Kaynak Metin:
-.-.-
Bursaspor'un oynadığı maçlarında özellikle sosyal medyada maçın tamamını göremeyen, ekran karşısında sadece topun olduğu bölümleri izleyen o kadar çok yorumcu var ki, her futbolcuyu kendilerine göre yargılayıp idam sehpasına çıkartıyor.
Bursaspor'un Yılport Samsunspor ile oynadığı mücadeleyle geçtiğimiz hafta Bereket Sigorta Ümraniyespor karşılaşması arasında inanılmaz bir farklı görüntü vardı sahada.
İnanın ben bile maçı izlerken içimden 'Bir takım yedi günden az bir süre içerisinde bu kadar büyük bir eşik atlamayı nasıl becerdi?' sorusu beynimde sürekli dolaşıp durdu.
Ben özellikle Özer Hurmacı'nın kırmızı kart görmesinin ardından Timsah'ın gerçekten takım olarak artık savunma yapmayı iyi becerebildiğini, sahanın her yerinde var olduklarını görmenin büyük bir hazzını ve sevincini yaşadım.
-.-.-
Kayıtlı Bilgiler:
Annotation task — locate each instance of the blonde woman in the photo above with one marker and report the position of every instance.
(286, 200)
-.-.-
İstenenler:
1) Bursaspor yazısında geçen bütün özel adları, her birini yalnızca bir kez yazarak sıralayın.
2) Bursaspor yazısının "Bursaspor'un Yılport Samsunspor" sözleriyle başlayan bölümünü "görüntü vardı sahada." sözlerinden sonra bitirerek hiç değiştirmeden aktarın.
3) Bursaspor yazısını iki cümleyle özetleyin.
Metnin ardından verilen malzeme, metinden ayrı ve bağımsızdır.

Görev Yanıtları:
1) Bursaspor, Yılport Samsunspor, Bereket Sigorta Ümraniyespor, Özer Hurmacı, Timsah

2)
Bursaspor'un Yılport Samsunspor ile oynadığı mücadeleyle geçtiğimiz hafta Bereket Sigorta Ümraniyespor karşılaşması arasında inanılmaz bir farklı görüntü vardı sahada.

3) Yazar, sosyal medyada maçın tamamını izlemeden yalnızca topun olduğu bölümlere bakarak futbolcuları yargılayan pek çok yorumcu bulunduğunu belirtiyor. Bursaspor'un Yılport Samsunspor maçında, bir hafta önceki Bereket Sigorta Ümraniyespor karşılaşmasına göre sahada çok farklı bir görüntü verdiğini ve özellikle Özer Hurmacı'nın kırmızı kartından sonra takımın iyi savunma yaptığını görmekten büyük haz duyduğunu anlatıyor.